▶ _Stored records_
_ _ _ _ _

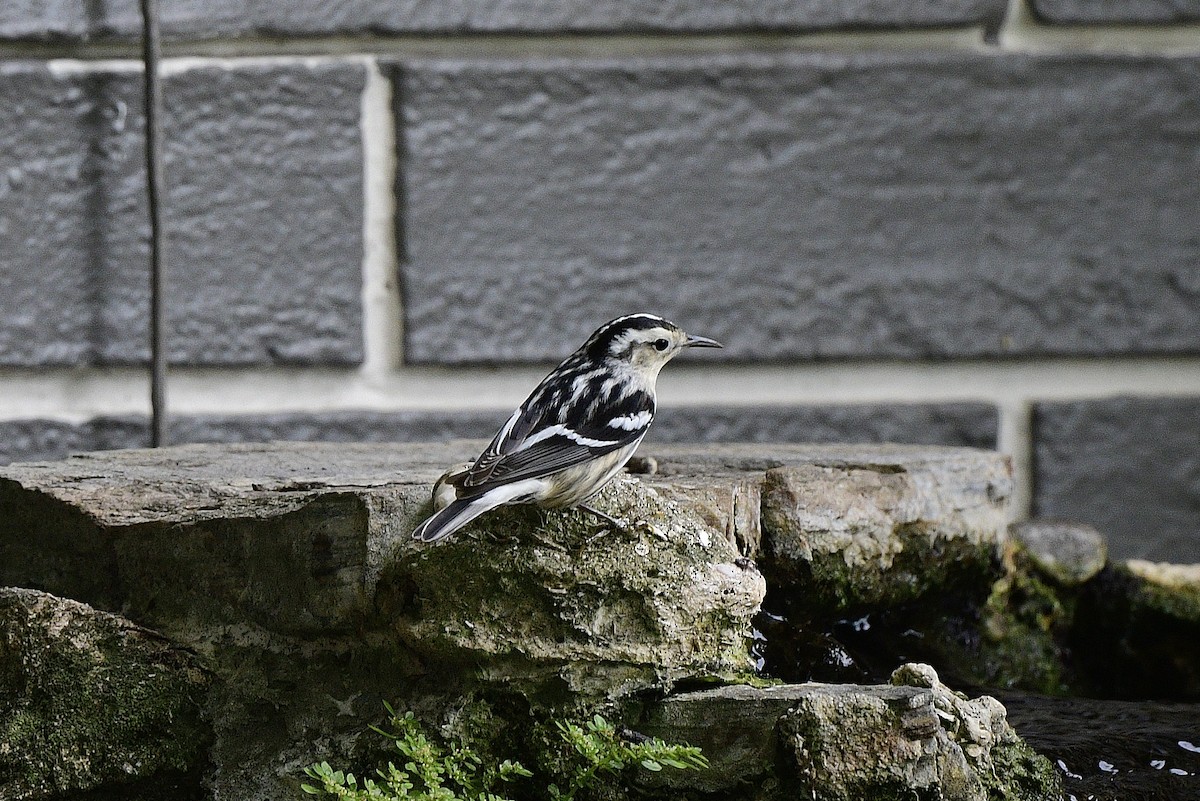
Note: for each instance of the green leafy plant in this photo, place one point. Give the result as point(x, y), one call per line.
point(601, 750)
point(435, 772)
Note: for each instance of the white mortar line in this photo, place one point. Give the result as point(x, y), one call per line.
point(1014, 437)
point(383, 337)
point(1020, 31)
point(65, 393)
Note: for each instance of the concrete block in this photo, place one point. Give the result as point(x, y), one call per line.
point(263, 215)
point(804, 206)
point(1131, 467)
point(1107, 11)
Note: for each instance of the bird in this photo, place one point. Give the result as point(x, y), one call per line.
point(574, 433)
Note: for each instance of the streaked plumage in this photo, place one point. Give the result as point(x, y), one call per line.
point(575, 431)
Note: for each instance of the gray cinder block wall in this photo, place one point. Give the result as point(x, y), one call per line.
point(965, 222)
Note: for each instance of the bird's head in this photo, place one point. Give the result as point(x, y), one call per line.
point(646, 342)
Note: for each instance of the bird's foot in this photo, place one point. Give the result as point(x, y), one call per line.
point(611, 521)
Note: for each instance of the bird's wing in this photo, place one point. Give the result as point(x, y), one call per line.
point(544, 437)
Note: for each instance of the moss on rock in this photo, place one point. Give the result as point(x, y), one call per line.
point(90, 700)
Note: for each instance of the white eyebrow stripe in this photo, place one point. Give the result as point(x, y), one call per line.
point(563, 431)
point(631, 422)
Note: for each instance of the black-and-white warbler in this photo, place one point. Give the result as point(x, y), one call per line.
point(575, 431)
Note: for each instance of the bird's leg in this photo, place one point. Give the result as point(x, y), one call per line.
point(604, 517)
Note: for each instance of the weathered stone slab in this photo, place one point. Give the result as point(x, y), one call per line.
point(309, 537)
point(315, 538)
point(263, 214)
point(838, 205)
point(91, 703)
point(289, 567)
point(226, 18)
point(846, 527)
point(913, 738)
point(1066, 552)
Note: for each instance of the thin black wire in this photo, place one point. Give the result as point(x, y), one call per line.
point(153, 101)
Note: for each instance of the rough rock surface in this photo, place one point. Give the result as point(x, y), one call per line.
point(1067, 552)
point(90, 702)
point(288, 567)
point(913, 738)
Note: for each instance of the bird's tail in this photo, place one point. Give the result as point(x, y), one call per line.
point(453, 517)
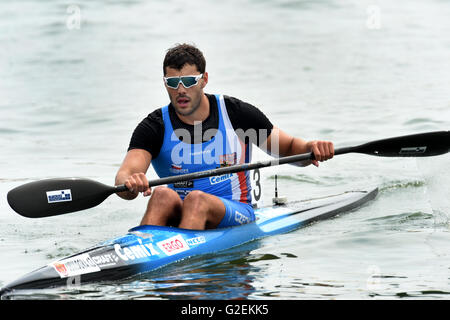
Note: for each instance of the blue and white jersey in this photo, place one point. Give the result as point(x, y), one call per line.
point(223, 149)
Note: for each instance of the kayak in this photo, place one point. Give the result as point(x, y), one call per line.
point(147, 248)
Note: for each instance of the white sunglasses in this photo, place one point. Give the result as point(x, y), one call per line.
point(187, 81)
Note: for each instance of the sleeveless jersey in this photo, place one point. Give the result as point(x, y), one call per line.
point(223, 149)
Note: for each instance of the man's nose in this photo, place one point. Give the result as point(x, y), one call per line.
point(181, 88)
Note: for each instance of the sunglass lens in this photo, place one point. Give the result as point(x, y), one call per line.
point(173, 82)
point(188, 81)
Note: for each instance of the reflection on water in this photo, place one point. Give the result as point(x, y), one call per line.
point(226, 275)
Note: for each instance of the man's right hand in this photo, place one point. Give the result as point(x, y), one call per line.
point(137, 183)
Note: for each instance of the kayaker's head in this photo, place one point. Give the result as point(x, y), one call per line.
point(185, 77)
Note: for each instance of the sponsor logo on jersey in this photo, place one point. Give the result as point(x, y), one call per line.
point(221, 178)
point(59, 196)
point(240, 218)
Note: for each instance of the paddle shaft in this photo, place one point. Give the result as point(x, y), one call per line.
point(417, 145)
point(57, 196)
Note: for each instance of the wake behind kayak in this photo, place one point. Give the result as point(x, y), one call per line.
point(147, 248)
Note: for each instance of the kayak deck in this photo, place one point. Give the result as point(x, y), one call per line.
point(146, 248)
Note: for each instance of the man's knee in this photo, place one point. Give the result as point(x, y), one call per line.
point(165, 194)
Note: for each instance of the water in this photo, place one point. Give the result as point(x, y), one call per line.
point(77, 78)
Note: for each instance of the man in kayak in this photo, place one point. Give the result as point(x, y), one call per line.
point(197, 132)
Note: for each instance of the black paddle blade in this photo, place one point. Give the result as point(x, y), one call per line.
point(416, 145)
point(52, 197)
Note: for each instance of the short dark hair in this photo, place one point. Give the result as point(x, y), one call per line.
point(181, 54)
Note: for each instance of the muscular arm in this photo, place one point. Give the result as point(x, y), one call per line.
point(132, 173)
point(281, 144)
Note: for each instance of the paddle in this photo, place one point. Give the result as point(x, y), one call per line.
point(52, 197)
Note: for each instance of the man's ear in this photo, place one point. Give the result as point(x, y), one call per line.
point(205, 79)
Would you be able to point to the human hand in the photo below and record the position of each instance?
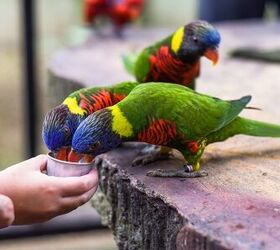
(7, 214)
(38, 197)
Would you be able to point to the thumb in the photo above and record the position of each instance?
(38, 162)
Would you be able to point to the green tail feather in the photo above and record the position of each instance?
(256, 128)
(246, 127)
(129, 63)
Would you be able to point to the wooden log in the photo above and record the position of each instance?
(238, 205)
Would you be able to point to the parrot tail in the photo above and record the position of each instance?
(244, 126)
(129, 62)
(256, 128)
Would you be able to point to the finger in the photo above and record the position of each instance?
(38, 163)
(73, 186)
(7, 215)
(71, 203)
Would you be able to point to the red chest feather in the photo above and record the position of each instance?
(159, 132)
(165, 68)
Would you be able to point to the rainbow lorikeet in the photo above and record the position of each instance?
(61, 122)
(120, 12)
(169, 115)
(176, 58)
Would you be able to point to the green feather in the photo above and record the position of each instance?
(245, 126)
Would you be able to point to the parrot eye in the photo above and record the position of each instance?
(195, 39)
(66, 130)
(95, 146)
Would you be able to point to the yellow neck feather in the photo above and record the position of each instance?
(120, 124)
(72, 104)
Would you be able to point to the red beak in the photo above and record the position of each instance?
(73, 156)
(212, 55)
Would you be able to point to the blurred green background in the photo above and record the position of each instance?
(55, 21)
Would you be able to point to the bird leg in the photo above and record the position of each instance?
(187, 171)
(191, 169)
(152, 153)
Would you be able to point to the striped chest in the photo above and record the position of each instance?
(159, 132)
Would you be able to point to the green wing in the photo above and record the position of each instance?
(195, 115)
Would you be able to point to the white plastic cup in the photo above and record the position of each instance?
(61, 168)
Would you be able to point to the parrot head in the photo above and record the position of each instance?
(58, 127)
(196, 39)
(94, 135)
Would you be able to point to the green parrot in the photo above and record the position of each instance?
(176, 58)
(169, 115)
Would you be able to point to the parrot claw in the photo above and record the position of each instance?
(150, 154)
(182, 173)
(97, 161)
(148, 158)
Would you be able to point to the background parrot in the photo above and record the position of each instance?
(170, 115)
(176, 58)
(61, 122)
(119, 11)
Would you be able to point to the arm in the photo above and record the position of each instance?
(38, 197)
(7, 214)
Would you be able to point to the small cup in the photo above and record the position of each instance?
(60, 168)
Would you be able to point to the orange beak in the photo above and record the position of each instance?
(212, 55)
(73, 156)
(61, 154)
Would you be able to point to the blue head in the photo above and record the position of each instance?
(95, 135)
(58, 127)
(198, 38)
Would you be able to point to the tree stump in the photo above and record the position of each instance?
(237, 206)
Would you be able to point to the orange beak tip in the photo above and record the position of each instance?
(212, 55)
(73, 156)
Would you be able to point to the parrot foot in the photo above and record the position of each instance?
(184, 172)
(151, 153)
(146, 159)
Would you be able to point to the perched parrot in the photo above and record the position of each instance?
(169, 115)
(61, 122)
(119, 11)
(176, 58)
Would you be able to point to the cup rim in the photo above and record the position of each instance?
(69, 162)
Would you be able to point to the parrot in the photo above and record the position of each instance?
(119, 11)
(176, 58)
(61, 122)
(172, 116)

_ _ _ _ _

▶ _Your instructions_
Exactly as written, restate all of the data, leaving out the images.

▶ _Solution to the problem_
Note: for each instance of the green leafy plant in this photo, place one point. Give the result as point(x, y), one call per line.
point(601, 750)
point(435, 772)
Note: for each instance of the white mortar line in this photo, place one point. Give the result as point(x, y), one call per line.
point(1014, 437)
point(383, 337)
point(1020, 31)
point(65, 393)
Note: for each instance of the concrete block in this photo, place one point. Give the result as point(x, y), one call per line.
point(263, 215)
point(804, 206)
point(1131, 467)
point(1107, 11)
Note: for each instance of the bird in this photo, place one point. Give the result as point(x, y), one call per line.
point(574, 433)
Note: for each instance of the streaked plumage in this photo, place one point. Give the result as point(x, y), one call per line.
point(575, 431)
Note: for each instance of the gray cinder block wall in this photo, place one point. Give the result as point(x, y), one call per line.
point(965, 222)
Note: for each instance of the bird's head in this photo, place one point. Give the result as point(x, y), one call per line.
point(646, 342)
Note: for each instance of the bird's foot in this photo, place one point. Give the result as point(x, y), one call per line.
point(611, 521)
Note: for each instance of the bird's wing in this photo, place one point. Give the result as point(x, y), one call per line.
point(544, 437)
Note: for each instance of the moss on rock in this photo, place one point. Give the result as point(x, y), one call per line.
point(90, 700)
Note: for each instance of the white eyebrow stripe in this photo, place one point. Give the result as point(x, y), one call per line.
point(563, 431)
point(631, 422)
Note: for each instance of the black-and-white warbler in this photo, place one point. Give the result as point(x, y), one call per line.
point(575, 431)
Note: for each instance of the bird's leg in this photo, place one point. Give the result as point(x, y), one call per line.
point(604, 517)
Note: for each instance of the weathered stone slab in this photo, place one point. Give the result as point(x, y), one call per line.
point(309, 537)
point(315, 538)
point(263, 214)
point(838, 205)
point(91, 703)
point(289, 567)
point(226, 18)
point(846, 527)
point(913, 738)
point(1066, 552)
Note: for each instance of the thin black wire in this photo, place one point. Give the result as point(x, y), one call per line.
point(153, 101)
Note: for each instance of the rough rock surface in this photo, place one point. Give the result as point(x, y), one call per line.
point(1067, 552)
point(90, 702)
point(288, 567)
point(913, 738)
Note: for each instance of the bird's tail in this photo, place one point. Give the result as point(x, y), one call per line.
point(453, 517)
Note: for each instance of the blue and white jersey in this photo, place one point. Give the result as point(x, y), one call per line.
point(223, 149)
Note: for each instance of the kayak in this photo, place one point. Give the result as point(x, y), one call per line.
point(147, 248)
Note: for each instance of the white sunglasses in this photo, place one point. Give the result as point(x, y), one call per line.
point(187, 81)
Note: for each instance of the sleeveless jersey in this photo, place one point. Give the result as point(x, y), one call per line.
point(223, 149)
Note: for each instance of the man's nose in this photo, place one point. Give the result as point(x, y), one call per line.
point(181, 88)
Note: for each instance of the sunglass lens in this photo, place one point. Give the result as point(x, y), one call per line.
point(173, 82)
point(188, 81)
Note: for each instance of the reflection on water in this photo, place one point. Give the result as point(x, y), one call per line.
point(226, 275)
Note: for each instance of the man's right hand in this photo, place one point. Give the result as point(x, y), one call per line.
point(137, 183)
Note: for each instance of the kayaker's head in this photo, place one point. Give the result as point(x, y), one call per line.
point(185, 77)
Note: for each instance of the sponsor logo on jersey in this photo, place one point. Give the result as point(x, y), one call per line.
point(221, 178)
point(59, 196)
point(240, 218)
Note: for each instance of the paddle shaft in this photo, place one point. Give the result as point(x, y), one call per line.
point(417, 145)
point(57, 196)
Note: for each instance of the wake behind kayak in this photo, place one point. Give the result as point(x, y), one call per line.
point(147, 248)
Note: for each instance of the kayak deck in this photo, place one point. Give the result as point(x, y), one call per line.
point(146, 248)
Note: for each instance of the man's knee in this photo, place one point. Give the result as point(x, y), one call per line.
point(165, 194)
Note: for each instance of the water in this photo, place one point. Give the result as point(x, y), one call per line.
point(77, 78)
Note: for each instance of the man in kayak in this photo, place one point. Give the result as point(x, y), one call per line.
point(197, 132)
Note: for each instance of the black paddle blade in this photo, place one point. Give the result as point(x, y), one call per line.
point(416, 145)
point(52, 197)
Note: for each instance of the short dark hair in this photo, place one point. Give the result as point(x, y), one call per line.
point(181, 54)
Note: for each instance of the muscular arm in this photo, place one point. Give the result as point(x, y), one call per line.
point(132, 173)
point(281, 144)
Note: for each instance of the paddle in this photo, place one point. Give the result as point(x, y), one call per line.
point(52, 197)
Note: for each instance of the man's ear in this photo, place one point. Give the result as point(x, y), one call per line.
point(205, 79)
Would you be able to point to the human hand in the photo below and record the position of each instance?
(7, 214)
(38, 197)
Would you be able to point to the thumb in the photo above and record the position of each instance?
(38, 162)
Would you be able to point to the green tail feather in the photo above and record the position of each instance?
(256, 128)
(246, 127)
(129, 63)
Would you be able to point to the wooden log in the photo above and record the position of each instance?
(238, 205)
Would you be able to point to the parrot tail in the photo above and record the position of each instance?
(244, 126)
(129, 62)
(256, 128)
Would you be able to point to the finger in the photo above and record the position of each instance?
(38, 163)
(73, 186)
(7, 215)
(71, 203)
Would you be able to point to the red chest feather in the photo above and record the position of each instance?
(159, 132)
(165, 68)
Would you be able to point to the rainbow lorikeet in the photo above and record the position of each instance?
(61, 122)
(120, 12)
(169, 115)
(176, 58)
Would you be able to point to the green feather in the photo above and record the position of each instance?
(245, 126)
Would you be able to point to the parrot eye in the photo above and record the position of each instance?
(195, 39)
(66, 130)
(95, 146)
Would you be able to point to the yellow neck feather in the photo above and record the position of each instance?
(120, 124)
(72, 104)
Would you be able to point to the red beak in the photo above and record the position of each instance?
(73, 156)
(212, 55)
Would you be able to point to the blurred green background in the photo above and record the position of each instance?
(55, 21)
Would you be able to point to the bird leg in the photo above and record the position of each instance?
(187, 171)
(191, 169)
(152, 153)
Would you be able to point to the striped chest in the photo above and record the position of each instance?
(159, 132)
Would you be able to point to the green wing in the photo above and record the position of each instance?
(195, 115)
Would you be able to point to the white plastic cup in the photo above and record the position of each instance?
(61, 168)
Would you be able to point to the parrot head in the photo above and record the position of each instance?
(58, 127)
(196, 39)
(94, 135)
Would you be able to point to the green parrot in the photo above and record the position of each instance?
(176, 58)
(169, 115)
Would you be able to point to the parrot claw in the photo above and record the position of each instance?
(150, 154)
(182, 173)
(97, 161)
(148, 158)
Would you be able to point to the background parrot in the photo above and record the position of each instance?
(170, 115)
(176, 58)
(61, 122)
(119, 11)
Would you be able to point to the arm in the photo above and record the position of each instance?
(38, 197)
(7, 214)
Would you be able to point to the small cup in the photo above and record the position of each instance?
(60, 168)
Would you be able to point to the orange beak in the photo above and record the position of each instance?
(212, 55)
(73, 156)
(61, 154)
Would you be able to point to the blue head in the photo above and record the position of each instance?
(95, 135)
(58, 127)
(198, 38)
Would you be able to point to the tree stump in the photo above and record the position of each instance?
(237, 206)
Would you be able to point to the orange beak tip in the photo above and record the position of each instance?
(212, 55)
(73, 156)
Would you be able to point to the parrot foot in the photo above and record the position of each instance?
(184, 172)
(151, 153)
(146, 159)
Would you be able to point to the perched parrot in the photo above and record the position of each instance?
(169, 115)
(61, 122)
(119, 11)
(176, 58)
Would you be able to point to the cup rim in the photo above and record the position of each instance?
(69, 162)
Would you be able to point to the parrot in the photo above and record the position of each instance?
(119, 11)
(176, 58)
(61, 122)
(172, 116)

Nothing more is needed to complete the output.